**READING PASSAGE**.

========

A Weekly Rant: 30/04/2010

Contains strong language and sexual references. This article is satire and does not reflect the views of TheSixthAxis or myself. Only Kazunori Yamauchi knows the real truth.

So who here has played Airline Manager on Facebook? No, me neither, but man what a fun gaming week it would be to work in NATS ATC now (the national air traffic control centre). OMGZ there’s been a volcano eruption, the world is coming to an end! No problem, if you can’t handle the traffic, bring in some hardcore gamers, they will have the routes sorted out in no time.

Seriously whatever happened to me being able to choose for myself whether to take a life-threatening risk or not? Remember when we were kids and you didn’t have to wear bike helmets or seatbelts or wear 100 pieces of padding to do the vaguest of sport-related activities? Or when video games didn’t have stupid epilepsy warnings, and when BBC news presenters didn’t start each clip with “please be aware this footage contains flash photography”. I have epilepsy; I don’t need to be reminded every five minutes that a game can make me have a seizure, it comes with the territory. If you are that forgetful, you should be culled by natural selection.

I was supposed to be in Germany on Monday. If I want to risk crashing in an ash storm and the pilot and crew are ok with that, why the hell shouldn’t I be able to? Health & Safety is way overrated *puffs on her cigarette*.

What? It’s delayed? Are you joking, cos it’s not funny

Of course, by far the most annoying thing about this whole ash business is that my video games are delayed. Seriously, how dare they. And how come Dead To Rights Retribution is delayed but FIFA 10 World Cup is on time? How does that work then? FIFA is so important that EA has labradors swimming across the English channel with Bluray pallets strapped on their backs, but those of us who are gagging to play another average 3rd person shooter that brings nothing new to the genre have to put up with being treated like second class citizens? Unacceptable.

Belgium bans violent video games

Or maybe it was Switzerland, I forgot. Anyway a couple of weeks ago some random European country thought it would be a good idea to further limit consumer freedom by taking away the option of buying Dead Space, while strangely leaving the Aliens movie box set on sale.

Seriously, which is more disturbing: Modern Warfare 2’s No Russian scene, or Saw 4? I rest my case.

Are you a parent who thinks this is a good idea? Then I have one word for you: China. There’s nothing like government censorship to make me feel all warm and cosy inside, and as you know, the people of China are way better off with censored media; wouldn’t you like to live in a country like that Mr and Mrs. Ignorant Parent? In the free world, I believe we call it an “oppressive regime”.

Parents aren’t stupid, they’re naïve

I have some minors on my PSN friends list (I know, I’m a predator – deal with it). Two of them I happen to know are 16 years old each, local friends, and guess what they have both been playing online together? Modern Warfare 2, and Bioshock 2.

========

**SUPPLIED ENTRIES**.

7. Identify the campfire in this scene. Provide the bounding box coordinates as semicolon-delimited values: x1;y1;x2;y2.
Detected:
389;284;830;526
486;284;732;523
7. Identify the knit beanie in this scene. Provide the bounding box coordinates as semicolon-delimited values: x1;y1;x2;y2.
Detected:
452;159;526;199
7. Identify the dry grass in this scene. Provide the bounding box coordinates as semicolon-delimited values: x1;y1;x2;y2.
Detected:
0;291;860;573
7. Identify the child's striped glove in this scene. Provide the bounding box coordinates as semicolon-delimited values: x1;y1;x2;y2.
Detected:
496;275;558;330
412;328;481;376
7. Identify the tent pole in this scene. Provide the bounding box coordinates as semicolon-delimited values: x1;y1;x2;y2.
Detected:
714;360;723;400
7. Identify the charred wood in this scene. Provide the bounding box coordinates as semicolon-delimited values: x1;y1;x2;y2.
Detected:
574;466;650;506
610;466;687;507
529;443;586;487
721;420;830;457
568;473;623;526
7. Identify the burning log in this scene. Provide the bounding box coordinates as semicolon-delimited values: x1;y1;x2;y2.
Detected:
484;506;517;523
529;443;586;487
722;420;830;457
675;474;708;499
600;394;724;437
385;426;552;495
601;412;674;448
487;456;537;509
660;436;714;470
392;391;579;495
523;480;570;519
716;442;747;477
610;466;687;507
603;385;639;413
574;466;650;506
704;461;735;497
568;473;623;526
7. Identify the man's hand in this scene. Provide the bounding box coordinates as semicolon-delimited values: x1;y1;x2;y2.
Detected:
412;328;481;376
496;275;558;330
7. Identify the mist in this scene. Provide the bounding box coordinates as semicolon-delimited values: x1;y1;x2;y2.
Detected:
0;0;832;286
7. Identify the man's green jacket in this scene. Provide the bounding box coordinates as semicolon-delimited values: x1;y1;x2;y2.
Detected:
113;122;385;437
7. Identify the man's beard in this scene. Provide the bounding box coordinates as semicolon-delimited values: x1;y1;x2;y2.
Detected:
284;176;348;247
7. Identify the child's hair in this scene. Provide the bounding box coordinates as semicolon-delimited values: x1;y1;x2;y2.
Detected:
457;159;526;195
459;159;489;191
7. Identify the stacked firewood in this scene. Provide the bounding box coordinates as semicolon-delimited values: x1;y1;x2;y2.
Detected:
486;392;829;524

========

**TASKS AND EXERCISES**.
- a) Please reproduce the passage of the video game rant starting at "Or maybe it" and ending at "rest my case.".
- b) List every line in the records that contains the word "child".

**SOLUTIONS TO THE TASKS**.
- a)
Or maybe it was Switzerland, I forgot. Anyway a couple of weeks ago some random European country thought it would be a good idea to further limit consumer freedom by taking away the option of buying Dead Space, while strangely leaving the Aliens movie box set on sale.

Seriously, which is more disturbing: Modern Warfare 2’s No Russian scene, or Saw 4? I rest my case.

- b)
7. Identify the child's striped glove in this scene. Provide the bounding box coordinates as semicolon-delimited values: x1;y1;x2;y2.
7. Identify the child's hair in this scene. Provide the bounding box coordinates as semicolon-delimited values: x1;y1;x2;y2.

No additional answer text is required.